### Task description
Search the records for the string "pixels" and report how many lines contain it, with nothing else.

### Supplied material
##############################

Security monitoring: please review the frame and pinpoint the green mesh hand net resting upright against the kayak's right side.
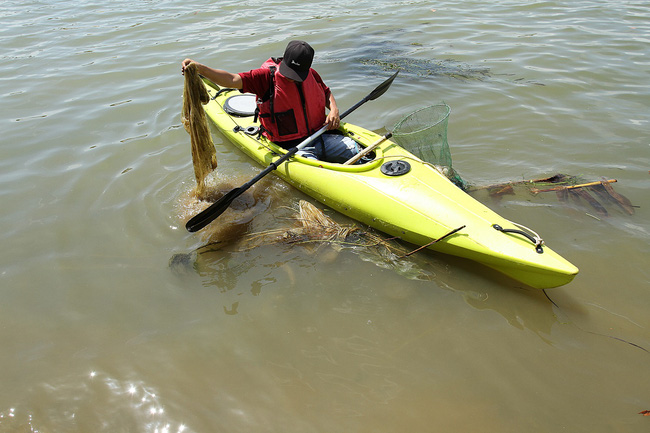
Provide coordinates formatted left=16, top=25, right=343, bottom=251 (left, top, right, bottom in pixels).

##############################

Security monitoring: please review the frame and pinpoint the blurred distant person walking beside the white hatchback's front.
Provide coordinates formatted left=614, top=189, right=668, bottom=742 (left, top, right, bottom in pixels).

##############################

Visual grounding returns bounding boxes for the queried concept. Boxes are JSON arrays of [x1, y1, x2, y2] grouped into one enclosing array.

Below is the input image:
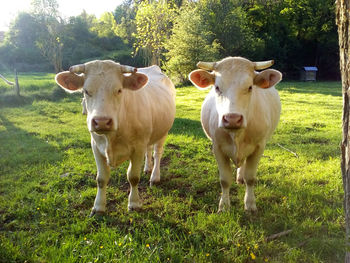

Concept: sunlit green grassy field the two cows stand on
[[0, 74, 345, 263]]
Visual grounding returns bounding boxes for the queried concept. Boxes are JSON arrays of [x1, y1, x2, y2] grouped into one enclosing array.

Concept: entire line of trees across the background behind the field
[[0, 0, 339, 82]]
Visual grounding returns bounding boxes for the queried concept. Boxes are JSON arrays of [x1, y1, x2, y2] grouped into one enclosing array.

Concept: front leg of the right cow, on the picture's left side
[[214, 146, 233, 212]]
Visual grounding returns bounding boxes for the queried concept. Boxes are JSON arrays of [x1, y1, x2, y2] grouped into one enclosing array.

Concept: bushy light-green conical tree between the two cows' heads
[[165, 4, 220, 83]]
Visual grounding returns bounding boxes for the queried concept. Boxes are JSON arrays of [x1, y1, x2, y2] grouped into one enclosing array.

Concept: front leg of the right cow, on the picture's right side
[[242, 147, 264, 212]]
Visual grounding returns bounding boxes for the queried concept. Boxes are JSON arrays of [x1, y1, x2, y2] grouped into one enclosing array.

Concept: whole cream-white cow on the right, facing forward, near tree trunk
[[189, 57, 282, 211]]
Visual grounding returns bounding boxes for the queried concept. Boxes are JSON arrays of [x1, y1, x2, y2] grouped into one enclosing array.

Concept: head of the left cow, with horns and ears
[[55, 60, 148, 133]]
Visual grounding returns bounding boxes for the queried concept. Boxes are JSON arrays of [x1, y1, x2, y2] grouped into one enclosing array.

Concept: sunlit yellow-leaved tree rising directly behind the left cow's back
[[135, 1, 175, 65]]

##############################

### Expected output
2